■ FRAGMENTO DEL TEXTO:
----------------
Experiencias deportivas
alo largo de los años, el deporte puede ser un espejo diferido del cuerpo. No siempre ese espejo anticipa decadencia. Sin embargo, el sueño de alcanzar un temperamento deportivo se aleja y uno debe empezar a hacerse a la idea de que a partir de los cuarenta toda práctica es recreativa. Tal vez esté siendo demasiado optimista y deba correr el umbral a los treinta.
Cada Juego Olímpico no hace más que reavivar para mí la secreta nostalgia de no haber invertido mis años dorados en algún tipo de disciplina competitiva. Probablemente no haya expresado este pequeño remordimiento en otra columna. Y probablemente no haya tenido nunca talento ni constancia para competir en ningún deporte, y dedicándome a la lectura de acostado y a la escritura de sentado haya ahorrado una colección de frustraciones proporcionales a los dolores físicos que hoy me aquejan. En cualquier caso, tanto un artista como un deportista deben enfrentarse al momento crucial de su propia decadencia. En un deportista ese momento está implícito en el retiro. En un artista, la pérdida del don o el descubrimiento de que ya no cumplirá una promesa y no será quien debería haber sido. Sentarse a escribir una columna y pelear cuerpo a cuerpo con algunas ideas es la confirmación de esto último. Como un viejo boxeador que hace sombra, me debato con fantasmas cada vez que me siento. A la larga, el testimonio de ese esfuerzo recae en el diario. El diario como amparo ante la ficción. Por eso la etapa final de la obra de Mario Levrero, a diferencia de un diario espaciado en el tiempo como el de Piglia, representa una epifanía literaria superior: es el testimonio de una despedida y no de un ejercicio.
----------------
■ DATOS:
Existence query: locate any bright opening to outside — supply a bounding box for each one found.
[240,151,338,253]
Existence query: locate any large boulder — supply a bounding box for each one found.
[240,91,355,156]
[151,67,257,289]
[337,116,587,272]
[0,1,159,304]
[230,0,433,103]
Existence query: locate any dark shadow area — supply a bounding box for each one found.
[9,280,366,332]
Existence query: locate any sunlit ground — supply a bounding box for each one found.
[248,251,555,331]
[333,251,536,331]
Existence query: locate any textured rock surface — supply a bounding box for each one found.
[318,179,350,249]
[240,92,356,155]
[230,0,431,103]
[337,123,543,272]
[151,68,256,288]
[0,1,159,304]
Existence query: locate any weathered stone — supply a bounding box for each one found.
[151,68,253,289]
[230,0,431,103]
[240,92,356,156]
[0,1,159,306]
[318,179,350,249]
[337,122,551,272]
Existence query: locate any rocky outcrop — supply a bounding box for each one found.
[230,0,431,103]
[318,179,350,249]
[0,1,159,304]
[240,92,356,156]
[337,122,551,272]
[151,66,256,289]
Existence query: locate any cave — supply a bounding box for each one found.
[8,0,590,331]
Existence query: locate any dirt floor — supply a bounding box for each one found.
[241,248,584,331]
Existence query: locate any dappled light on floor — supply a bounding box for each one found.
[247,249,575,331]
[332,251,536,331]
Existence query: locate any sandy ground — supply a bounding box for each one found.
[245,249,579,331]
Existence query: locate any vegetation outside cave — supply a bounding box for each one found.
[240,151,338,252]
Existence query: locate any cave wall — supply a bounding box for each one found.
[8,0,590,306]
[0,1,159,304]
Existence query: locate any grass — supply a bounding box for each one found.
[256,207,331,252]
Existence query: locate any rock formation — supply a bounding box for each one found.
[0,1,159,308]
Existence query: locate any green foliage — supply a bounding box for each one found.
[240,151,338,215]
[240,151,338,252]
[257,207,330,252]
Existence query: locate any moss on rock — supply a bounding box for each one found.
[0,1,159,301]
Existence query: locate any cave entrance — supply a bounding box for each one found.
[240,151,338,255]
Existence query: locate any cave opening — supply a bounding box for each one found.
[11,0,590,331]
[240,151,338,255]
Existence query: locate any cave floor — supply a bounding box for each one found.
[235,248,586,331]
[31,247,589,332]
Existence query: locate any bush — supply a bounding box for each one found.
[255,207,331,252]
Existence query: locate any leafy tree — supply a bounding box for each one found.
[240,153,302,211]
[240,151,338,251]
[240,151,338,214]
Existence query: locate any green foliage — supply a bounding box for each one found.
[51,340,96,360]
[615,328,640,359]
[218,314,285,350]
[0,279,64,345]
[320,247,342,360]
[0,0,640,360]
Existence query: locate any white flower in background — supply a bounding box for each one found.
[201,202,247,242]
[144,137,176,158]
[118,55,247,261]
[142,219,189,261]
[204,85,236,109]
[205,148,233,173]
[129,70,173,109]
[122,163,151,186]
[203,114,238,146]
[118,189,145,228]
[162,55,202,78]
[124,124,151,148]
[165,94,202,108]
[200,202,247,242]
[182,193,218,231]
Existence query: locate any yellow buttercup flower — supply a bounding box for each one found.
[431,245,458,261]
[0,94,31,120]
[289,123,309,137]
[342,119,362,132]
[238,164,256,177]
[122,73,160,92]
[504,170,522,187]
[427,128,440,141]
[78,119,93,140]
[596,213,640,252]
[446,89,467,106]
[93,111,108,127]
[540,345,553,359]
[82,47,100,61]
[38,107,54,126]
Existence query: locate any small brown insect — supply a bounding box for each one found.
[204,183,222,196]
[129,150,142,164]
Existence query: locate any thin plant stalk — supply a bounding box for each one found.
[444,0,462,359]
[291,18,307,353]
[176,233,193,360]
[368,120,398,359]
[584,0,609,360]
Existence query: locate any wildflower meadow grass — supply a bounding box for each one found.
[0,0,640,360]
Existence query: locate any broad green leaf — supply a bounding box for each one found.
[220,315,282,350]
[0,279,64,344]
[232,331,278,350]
----------------
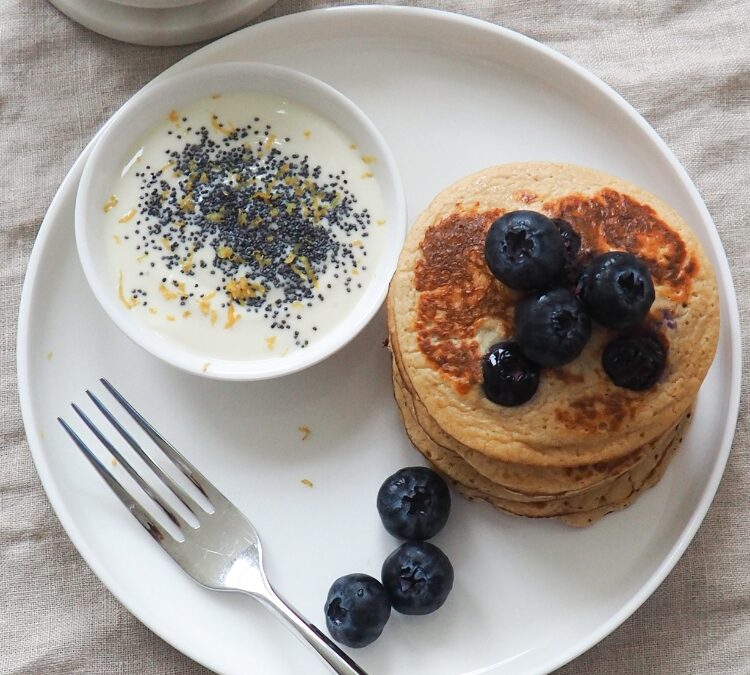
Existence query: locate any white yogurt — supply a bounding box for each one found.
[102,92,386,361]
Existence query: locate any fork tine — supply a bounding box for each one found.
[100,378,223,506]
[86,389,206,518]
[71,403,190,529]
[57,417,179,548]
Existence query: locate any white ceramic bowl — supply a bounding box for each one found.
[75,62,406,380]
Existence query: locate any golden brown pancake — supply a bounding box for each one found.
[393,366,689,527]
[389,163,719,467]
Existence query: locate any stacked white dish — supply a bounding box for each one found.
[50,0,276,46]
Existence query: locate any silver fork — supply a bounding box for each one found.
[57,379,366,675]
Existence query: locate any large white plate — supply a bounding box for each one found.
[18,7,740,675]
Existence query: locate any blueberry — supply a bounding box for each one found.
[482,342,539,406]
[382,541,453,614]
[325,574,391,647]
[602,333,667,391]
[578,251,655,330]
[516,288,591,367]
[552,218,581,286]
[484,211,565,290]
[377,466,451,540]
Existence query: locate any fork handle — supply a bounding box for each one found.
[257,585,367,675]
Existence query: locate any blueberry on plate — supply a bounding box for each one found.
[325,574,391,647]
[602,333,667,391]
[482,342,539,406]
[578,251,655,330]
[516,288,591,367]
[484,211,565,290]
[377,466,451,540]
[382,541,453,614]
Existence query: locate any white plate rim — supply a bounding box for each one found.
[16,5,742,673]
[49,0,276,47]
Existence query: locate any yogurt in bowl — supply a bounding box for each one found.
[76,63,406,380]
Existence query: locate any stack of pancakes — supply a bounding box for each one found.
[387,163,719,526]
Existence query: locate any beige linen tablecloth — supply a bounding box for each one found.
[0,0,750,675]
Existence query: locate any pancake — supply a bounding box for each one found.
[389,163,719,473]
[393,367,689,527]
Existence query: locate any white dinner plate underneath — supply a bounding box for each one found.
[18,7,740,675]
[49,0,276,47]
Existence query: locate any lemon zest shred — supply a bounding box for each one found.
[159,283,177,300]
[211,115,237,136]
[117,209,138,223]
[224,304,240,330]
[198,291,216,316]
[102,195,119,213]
----------------
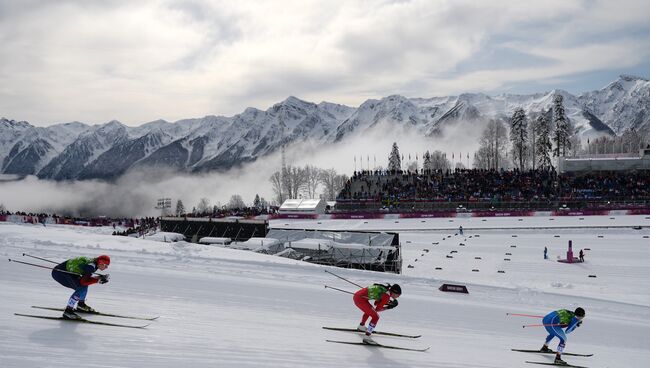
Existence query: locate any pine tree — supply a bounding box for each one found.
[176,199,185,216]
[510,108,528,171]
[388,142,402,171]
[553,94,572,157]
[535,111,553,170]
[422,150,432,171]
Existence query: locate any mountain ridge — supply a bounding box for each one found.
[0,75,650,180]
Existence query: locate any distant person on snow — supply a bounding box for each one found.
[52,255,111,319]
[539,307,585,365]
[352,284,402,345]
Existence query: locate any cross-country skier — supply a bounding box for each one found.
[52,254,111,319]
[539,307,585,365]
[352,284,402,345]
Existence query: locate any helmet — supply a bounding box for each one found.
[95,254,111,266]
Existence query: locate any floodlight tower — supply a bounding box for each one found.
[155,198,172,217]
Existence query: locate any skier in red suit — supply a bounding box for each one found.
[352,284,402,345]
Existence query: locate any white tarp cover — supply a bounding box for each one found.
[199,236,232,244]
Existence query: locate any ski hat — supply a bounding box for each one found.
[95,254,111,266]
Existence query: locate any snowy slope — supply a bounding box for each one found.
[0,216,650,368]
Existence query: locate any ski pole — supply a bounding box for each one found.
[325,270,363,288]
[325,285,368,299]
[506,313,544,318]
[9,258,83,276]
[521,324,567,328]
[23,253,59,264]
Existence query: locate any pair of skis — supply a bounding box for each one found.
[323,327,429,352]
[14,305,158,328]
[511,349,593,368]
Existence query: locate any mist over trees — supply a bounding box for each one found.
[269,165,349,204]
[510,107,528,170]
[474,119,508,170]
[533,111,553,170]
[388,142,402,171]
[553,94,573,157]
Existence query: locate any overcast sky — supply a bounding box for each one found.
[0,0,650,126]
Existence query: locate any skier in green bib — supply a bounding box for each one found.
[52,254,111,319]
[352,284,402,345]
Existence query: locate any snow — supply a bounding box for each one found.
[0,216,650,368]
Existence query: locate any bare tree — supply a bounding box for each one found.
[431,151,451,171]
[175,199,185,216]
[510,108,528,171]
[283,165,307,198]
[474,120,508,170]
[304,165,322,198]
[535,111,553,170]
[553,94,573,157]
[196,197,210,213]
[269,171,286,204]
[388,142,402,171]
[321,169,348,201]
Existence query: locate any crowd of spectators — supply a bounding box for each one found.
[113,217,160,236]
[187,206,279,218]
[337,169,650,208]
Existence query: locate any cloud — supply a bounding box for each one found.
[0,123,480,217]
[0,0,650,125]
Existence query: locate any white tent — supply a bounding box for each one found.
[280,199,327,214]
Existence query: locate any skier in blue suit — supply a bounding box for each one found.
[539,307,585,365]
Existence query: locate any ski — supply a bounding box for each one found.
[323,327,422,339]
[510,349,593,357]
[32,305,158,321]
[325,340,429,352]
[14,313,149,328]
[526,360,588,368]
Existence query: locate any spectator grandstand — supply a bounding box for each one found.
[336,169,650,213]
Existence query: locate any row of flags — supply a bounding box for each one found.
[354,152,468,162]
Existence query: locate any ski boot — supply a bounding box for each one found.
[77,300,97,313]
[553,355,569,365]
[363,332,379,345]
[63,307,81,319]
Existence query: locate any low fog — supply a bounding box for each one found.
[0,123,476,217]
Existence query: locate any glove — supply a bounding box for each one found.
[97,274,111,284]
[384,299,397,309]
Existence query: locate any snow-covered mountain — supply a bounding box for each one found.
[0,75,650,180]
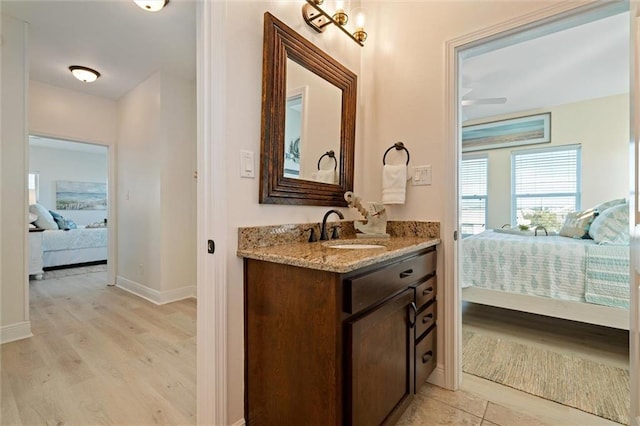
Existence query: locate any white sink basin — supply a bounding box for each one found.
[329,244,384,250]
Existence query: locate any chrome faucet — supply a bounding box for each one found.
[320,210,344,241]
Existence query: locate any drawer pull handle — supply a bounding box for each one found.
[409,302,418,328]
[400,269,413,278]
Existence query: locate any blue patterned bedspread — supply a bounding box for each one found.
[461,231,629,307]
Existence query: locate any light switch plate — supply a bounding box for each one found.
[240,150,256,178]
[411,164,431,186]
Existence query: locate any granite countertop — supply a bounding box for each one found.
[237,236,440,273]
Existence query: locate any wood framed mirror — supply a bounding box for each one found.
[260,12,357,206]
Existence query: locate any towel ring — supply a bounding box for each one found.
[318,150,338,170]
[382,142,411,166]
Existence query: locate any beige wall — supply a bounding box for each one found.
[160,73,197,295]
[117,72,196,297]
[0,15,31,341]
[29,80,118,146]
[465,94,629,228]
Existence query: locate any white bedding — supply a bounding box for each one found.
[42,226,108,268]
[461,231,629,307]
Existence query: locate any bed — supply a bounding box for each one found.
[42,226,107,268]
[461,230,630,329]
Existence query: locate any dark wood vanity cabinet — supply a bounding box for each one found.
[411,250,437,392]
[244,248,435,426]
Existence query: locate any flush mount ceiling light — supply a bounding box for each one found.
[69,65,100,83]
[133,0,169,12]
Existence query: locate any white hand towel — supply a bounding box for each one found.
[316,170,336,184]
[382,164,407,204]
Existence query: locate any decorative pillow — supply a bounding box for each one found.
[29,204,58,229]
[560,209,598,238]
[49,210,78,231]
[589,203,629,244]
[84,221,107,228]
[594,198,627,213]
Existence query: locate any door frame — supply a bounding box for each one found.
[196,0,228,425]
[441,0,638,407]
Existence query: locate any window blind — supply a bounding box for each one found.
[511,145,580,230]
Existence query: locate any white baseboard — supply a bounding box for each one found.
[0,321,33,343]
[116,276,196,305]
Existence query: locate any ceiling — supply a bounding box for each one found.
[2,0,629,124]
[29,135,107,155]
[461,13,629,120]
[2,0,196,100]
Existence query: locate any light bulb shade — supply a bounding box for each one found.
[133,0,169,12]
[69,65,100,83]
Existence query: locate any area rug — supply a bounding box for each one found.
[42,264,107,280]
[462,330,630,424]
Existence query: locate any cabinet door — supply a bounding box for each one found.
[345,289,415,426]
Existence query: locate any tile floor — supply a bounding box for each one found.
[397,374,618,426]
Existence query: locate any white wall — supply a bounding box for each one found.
----------------
Según el texto sobre experiencias deportivas, ¿en qué está implícito el momento de la propia decadencia para un deportista? Las filas provienen de otra fuente.

■ RESPUESTA ESCRITA:
En el retiro.